- What is expected:
Please retype, character for character, the portion of the entries below that runs from the line containing "Would you mind pointing out the circular" to the last line.

Exercise data: Begin

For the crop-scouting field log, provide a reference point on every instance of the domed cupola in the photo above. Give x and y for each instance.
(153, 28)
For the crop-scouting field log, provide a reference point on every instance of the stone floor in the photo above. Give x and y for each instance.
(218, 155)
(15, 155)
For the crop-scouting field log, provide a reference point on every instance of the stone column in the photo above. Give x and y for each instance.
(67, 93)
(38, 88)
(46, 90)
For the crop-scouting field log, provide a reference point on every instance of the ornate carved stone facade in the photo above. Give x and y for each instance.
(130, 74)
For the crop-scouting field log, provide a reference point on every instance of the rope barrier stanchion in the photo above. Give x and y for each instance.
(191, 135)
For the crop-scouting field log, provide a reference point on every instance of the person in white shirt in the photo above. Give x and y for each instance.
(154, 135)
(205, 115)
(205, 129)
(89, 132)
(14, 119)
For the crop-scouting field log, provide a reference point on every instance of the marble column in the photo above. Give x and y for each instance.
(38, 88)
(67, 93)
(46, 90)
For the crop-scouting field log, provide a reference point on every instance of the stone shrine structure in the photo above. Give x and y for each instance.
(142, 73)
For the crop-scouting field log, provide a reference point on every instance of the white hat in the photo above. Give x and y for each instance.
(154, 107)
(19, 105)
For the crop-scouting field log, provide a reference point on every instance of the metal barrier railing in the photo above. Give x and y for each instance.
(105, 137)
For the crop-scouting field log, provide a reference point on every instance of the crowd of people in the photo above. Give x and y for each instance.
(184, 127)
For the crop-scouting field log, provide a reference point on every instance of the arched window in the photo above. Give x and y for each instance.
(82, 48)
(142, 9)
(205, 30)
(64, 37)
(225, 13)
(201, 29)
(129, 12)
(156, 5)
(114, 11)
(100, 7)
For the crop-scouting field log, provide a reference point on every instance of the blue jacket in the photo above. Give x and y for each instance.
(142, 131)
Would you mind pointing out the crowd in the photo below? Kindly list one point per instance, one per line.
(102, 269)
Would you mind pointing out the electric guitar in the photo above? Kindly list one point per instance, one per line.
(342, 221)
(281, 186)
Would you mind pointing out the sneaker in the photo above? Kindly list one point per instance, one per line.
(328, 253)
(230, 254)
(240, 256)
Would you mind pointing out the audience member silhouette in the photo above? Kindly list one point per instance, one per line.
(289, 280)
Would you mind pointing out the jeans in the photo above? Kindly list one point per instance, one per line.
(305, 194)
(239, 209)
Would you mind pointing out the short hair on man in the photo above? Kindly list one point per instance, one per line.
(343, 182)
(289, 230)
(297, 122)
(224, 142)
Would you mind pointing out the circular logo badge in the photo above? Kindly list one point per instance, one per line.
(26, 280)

Exercise data: End

- Written solution:
Would you mind pointing out the circular logo badge in the photo above? Kindly list one point per instance, one per line.
(26, 280)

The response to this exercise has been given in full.